Shelley Moore Capito
Sen. Shelley Moore Capito (R-WV).

  • Sen. Shelley Moore Capito said Republicans were strongly opposed to corporate tax hike.
  • “I think that’s a non-negotiable red line,” she said, and other top Republicans around her agreed.
  • Republicans are drafting an infrastructure plan that may be mostly financed with taxes on drivers.
  • See more stories on Insider’s business page.

Republican Sen. Shelley Moore Capito of West Virginia said that GOP senators won’t budge from their resistance to hiking corporate taxes, a key element in President Joe Biden’s infrastructure plan.

“I think that’s a non-negotiable red line,” Capito told reporters on Thursday of her party’s opposition to increasing corporate taxation.

Other Republican senators at the news conference said they agreed with Capito. The group also included Sens. John Barrasso of Wyoming, Roger Wicker of Mississippi, Deb Fischer of Nebraska, and John Cornyn of Texas.

Democrats assailed the Republican comments. Sen. Ron Wyden of Oregon, chair of the Senate Finance Committee, called the red line a “completely unreasonable” position.

Records from a data collection
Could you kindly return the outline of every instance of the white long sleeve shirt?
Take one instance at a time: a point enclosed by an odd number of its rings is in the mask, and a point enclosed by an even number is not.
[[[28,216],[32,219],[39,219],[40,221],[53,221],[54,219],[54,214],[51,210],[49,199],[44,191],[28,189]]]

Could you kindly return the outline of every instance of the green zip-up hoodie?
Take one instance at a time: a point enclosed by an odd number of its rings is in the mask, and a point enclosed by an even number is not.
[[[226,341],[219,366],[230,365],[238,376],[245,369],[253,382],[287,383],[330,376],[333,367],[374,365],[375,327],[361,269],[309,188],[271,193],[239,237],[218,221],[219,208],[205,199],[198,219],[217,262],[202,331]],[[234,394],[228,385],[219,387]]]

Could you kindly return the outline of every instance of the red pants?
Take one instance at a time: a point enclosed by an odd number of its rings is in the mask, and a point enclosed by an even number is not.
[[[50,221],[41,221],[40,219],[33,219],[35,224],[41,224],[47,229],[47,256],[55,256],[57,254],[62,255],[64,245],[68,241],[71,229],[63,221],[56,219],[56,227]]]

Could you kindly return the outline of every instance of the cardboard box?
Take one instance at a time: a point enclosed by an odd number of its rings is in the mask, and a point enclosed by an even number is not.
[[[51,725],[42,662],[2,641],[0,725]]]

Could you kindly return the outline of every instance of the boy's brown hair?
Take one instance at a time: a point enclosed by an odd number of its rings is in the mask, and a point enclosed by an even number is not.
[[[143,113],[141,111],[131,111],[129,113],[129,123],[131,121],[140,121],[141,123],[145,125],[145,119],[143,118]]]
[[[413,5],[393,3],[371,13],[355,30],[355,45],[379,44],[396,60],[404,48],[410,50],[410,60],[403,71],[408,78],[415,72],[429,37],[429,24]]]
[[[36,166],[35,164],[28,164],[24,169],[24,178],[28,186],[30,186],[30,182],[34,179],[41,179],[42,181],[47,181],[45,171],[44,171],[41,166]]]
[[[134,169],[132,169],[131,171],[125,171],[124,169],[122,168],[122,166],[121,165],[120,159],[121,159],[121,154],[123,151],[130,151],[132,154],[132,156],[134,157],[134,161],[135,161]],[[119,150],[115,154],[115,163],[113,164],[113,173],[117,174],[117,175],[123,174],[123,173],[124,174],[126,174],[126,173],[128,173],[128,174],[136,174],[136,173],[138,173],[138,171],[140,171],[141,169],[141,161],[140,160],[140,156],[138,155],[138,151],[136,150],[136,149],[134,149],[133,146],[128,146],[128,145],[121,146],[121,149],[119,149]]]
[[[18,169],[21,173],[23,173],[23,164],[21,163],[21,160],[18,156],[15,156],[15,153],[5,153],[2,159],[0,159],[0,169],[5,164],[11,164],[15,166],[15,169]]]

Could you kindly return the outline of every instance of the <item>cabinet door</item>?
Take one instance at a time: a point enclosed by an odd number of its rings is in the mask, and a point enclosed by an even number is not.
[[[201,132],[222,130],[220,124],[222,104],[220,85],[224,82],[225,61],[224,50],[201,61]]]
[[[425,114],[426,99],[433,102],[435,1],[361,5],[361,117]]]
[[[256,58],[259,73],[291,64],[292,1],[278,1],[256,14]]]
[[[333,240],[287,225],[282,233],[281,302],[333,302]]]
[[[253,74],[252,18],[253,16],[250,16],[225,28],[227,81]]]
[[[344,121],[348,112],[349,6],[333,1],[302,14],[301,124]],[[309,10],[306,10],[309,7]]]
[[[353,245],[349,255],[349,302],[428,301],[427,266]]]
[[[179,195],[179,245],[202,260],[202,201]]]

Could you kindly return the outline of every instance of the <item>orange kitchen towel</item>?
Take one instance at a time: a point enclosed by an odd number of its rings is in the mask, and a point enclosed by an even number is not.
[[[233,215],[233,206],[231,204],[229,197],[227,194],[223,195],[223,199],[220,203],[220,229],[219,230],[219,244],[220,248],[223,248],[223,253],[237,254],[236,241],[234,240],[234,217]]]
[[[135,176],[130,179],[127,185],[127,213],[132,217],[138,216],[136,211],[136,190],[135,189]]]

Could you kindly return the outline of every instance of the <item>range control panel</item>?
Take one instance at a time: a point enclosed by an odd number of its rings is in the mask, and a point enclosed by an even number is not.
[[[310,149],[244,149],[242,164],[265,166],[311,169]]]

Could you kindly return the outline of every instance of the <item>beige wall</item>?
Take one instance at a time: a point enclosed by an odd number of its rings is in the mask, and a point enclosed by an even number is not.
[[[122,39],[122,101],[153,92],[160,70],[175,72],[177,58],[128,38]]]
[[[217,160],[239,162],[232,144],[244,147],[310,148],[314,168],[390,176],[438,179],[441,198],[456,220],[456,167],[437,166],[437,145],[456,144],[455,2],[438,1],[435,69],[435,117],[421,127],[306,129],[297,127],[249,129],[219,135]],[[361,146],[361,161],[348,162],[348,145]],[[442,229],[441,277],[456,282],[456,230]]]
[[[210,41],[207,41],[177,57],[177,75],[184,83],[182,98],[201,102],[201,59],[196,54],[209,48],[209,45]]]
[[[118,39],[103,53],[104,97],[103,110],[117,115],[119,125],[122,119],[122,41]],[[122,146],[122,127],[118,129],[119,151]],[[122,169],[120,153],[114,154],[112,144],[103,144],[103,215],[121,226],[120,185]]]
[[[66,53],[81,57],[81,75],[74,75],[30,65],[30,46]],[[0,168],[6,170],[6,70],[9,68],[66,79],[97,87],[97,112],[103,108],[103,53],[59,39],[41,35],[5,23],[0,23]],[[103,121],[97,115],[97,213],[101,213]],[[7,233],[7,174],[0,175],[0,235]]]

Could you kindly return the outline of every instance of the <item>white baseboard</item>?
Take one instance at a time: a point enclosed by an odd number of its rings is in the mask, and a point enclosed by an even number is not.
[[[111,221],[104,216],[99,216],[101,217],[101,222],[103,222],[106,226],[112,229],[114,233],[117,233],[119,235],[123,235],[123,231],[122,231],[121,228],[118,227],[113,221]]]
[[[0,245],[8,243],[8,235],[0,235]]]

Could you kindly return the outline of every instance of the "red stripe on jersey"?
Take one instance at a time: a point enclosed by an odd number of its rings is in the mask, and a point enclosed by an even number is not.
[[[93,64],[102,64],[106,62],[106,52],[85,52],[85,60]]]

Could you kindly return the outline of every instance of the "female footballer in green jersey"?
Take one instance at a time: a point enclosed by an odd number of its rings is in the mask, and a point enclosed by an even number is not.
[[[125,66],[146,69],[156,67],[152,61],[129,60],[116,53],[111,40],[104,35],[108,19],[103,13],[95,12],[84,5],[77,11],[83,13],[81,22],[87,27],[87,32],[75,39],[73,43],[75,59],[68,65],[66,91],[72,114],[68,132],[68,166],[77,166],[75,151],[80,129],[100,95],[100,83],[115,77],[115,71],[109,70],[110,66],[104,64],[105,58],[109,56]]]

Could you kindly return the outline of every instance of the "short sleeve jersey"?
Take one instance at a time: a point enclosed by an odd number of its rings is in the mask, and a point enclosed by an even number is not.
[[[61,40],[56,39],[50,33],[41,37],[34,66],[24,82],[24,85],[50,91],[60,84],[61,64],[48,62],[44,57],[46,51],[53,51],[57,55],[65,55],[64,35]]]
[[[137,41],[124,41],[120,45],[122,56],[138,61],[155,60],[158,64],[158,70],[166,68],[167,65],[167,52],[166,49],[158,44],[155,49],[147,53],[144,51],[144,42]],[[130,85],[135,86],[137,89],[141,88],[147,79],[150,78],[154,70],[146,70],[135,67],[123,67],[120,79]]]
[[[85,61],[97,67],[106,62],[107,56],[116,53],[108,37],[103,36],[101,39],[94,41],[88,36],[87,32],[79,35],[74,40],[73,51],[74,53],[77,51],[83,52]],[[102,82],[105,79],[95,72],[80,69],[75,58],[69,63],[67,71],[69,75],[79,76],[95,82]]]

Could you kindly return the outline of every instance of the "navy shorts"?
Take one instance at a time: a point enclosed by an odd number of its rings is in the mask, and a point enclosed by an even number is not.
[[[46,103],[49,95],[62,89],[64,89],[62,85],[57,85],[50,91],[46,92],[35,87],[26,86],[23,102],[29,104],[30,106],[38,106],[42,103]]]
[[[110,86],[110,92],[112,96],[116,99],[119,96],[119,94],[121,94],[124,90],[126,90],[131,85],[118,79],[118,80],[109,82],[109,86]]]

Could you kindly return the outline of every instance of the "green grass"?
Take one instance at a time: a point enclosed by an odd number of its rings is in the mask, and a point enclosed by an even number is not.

## TASKS TO COMPLETE
1. Return the text of the Capito tax article from "Republican Sen. Shelley" to "Cornyn of Texas.".
2. Please resume the Capito tax article from where it stops.

## RESULTS FOR THE EXERCISE
1.
Republican Sen. Shelley Moore Capito of West Virginia said that GOP senators won’t budge from their resistance to hiking corporate taxes, a key element in President Joe Biden’s infrastructure plan.

“I think that’s a non-negotiable red line,” Capito told reporters on Thursday of her party’s opposition to increasing corporate taxation.

Other Republican senators at the news conference said they agreed with Capito. The group also included Sens. John Barrasso of Wyoming, Roger Wicker of Mississippi, Deb Fischer of Nebraska, and John Cornyn of Texas.

2.
“Republicans’ insistence that the most profitable companies in the world shouldn’t contribute a single penny to investments in roads, schools and our clean-energy future is simply not acceptable,” Wyden said in a statement.

A faction of Senate Republicans in recent days appeared to be prepping a $600 billion to $800 billion infrastructure counterproposal to Biden’s $2.3 trillion package. Several lawmakers suggested financing the plan with a vehicle mileage tax on electric vehicles or raising the gas tax.

“I think we still haven’t defined what we mean by infrastructure and what’s going to be included and so how much it’s going to be, we don’t really have an idea,” Sen. Mitt Romney of Utah told reporters on Thursday. “It’s a very early process that we’ve engaged in.”

Still, other Democrats described the $800 billion indicated by Capito as too meager to address the country’s infrastructure needs. “We’re going to do whatever it takes. If it takes $4 trillion, I’d do $4 trillion but we have to pay for it,” Sen. Joe Manchin of West Virginia told reporters on Thursday.

A JPMorgan economic research note on Thursday found that, although the corporate tax rate was higher than the global average before former President Donald Trump’s 2017 tax cut, the US had a lower ratio of corporate tax revenues to GDP dating back to 2000.